* _Activity_
Up through the line that contains "Tag the shower curtain visible above.", retype the entries exactly, beginning at the very first line.

* _Recorded data_

····················

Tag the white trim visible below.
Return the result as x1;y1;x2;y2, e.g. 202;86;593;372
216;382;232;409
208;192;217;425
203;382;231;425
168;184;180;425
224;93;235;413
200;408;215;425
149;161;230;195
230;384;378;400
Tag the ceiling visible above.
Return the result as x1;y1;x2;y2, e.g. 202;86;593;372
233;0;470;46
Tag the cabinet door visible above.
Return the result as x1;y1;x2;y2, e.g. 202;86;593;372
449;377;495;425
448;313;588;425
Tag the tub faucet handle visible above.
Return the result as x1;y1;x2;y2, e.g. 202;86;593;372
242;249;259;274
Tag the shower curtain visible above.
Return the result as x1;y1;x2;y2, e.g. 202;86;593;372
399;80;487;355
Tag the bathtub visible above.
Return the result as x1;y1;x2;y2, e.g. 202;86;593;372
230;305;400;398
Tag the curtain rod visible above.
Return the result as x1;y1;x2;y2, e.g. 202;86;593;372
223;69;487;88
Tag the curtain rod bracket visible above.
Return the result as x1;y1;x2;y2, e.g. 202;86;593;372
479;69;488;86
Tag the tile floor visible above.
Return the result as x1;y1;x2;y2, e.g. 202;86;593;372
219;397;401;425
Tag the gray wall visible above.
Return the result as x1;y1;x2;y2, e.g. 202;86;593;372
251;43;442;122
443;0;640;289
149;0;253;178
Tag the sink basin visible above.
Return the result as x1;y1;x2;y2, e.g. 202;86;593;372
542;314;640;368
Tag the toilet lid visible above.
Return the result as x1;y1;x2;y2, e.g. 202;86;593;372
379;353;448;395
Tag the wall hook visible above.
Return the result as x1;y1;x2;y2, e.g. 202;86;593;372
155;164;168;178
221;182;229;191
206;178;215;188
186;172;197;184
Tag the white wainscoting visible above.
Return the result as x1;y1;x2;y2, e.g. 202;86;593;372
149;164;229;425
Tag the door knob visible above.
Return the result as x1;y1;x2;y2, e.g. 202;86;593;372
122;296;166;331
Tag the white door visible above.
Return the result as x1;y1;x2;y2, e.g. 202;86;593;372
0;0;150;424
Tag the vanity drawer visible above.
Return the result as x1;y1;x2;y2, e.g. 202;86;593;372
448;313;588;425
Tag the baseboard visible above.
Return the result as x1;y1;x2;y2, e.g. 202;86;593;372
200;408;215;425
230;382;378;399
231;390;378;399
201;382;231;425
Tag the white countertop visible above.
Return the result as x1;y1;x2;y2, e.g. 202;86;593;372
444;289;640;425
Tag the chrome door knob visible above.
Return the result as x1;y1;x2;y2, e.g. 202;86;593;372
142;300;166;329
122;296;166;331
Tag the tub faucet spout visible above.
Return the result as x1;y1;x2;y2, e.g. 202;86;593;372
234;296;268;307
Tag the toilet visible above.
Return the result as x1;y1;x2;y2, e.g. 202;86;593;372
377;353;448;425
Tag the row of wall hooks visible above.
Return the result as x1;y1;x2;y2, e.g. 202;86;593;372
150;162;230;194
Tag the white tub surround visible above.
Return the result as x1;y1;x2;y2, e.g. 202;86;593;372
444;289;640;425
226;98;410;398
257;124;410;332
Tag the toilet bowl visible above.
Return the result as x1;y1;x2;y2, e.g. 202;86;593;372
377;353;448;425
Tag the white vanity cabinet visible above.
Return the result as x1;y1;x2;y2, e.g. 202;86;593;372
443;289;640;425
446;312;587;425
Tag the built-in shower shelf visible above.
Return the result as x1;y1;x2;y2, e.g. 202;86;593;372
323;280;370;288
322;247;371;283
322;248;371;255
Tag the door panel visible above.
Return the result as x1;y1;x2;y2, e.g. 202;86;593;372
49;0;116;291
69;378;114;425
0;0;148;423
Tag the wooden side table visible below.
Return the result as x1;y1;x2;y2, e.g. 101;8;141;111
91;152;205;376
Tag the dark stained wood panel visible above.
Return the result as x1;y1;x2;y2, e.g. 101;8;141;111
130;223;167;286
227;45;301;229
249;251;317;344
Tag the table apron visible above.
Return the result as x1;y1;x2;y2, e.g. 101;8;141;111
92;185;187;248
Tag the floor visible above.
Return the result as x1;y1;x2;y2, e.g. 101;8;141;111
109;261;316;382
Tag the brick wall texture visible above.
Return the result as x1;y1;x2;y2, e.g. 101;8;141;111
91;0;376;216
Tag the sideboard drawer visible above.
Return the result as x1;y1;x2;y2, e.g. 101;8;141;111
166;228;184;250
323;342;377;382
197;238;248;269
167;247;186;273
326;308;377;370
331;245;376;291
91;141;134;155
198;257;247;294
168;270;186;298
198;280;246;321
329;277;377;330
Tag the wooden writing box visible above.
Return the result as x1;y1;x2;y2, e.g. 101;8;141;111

····················

* _Your solution_
Tag the white trim visible below.
Return the result as x1;y1;x2;y2, e.g. 202;86;593;372
216;382;232;409
208;192;217;425
203;382;231;425
168;184;180;425
224;93;235;413
200;408;215;425
149;161;230;195
230;384;378;400
Tag the ceiling visible above.
Return the result as x1;y1;x2;y2, e.g. 202;86;593;372
233;0;470;46
Tag the cabinet door visible above.
Return the result as x1;y1;x2;y2, e.g. 202;86;593;372
449;377;495;425
448;313;588;425
Tag the tub faucet handle visible above.
Return the result as x1;y1;x2;y2, e.g. 202;86;593;372
242;249;259;274
Tag the shower curtain visible above.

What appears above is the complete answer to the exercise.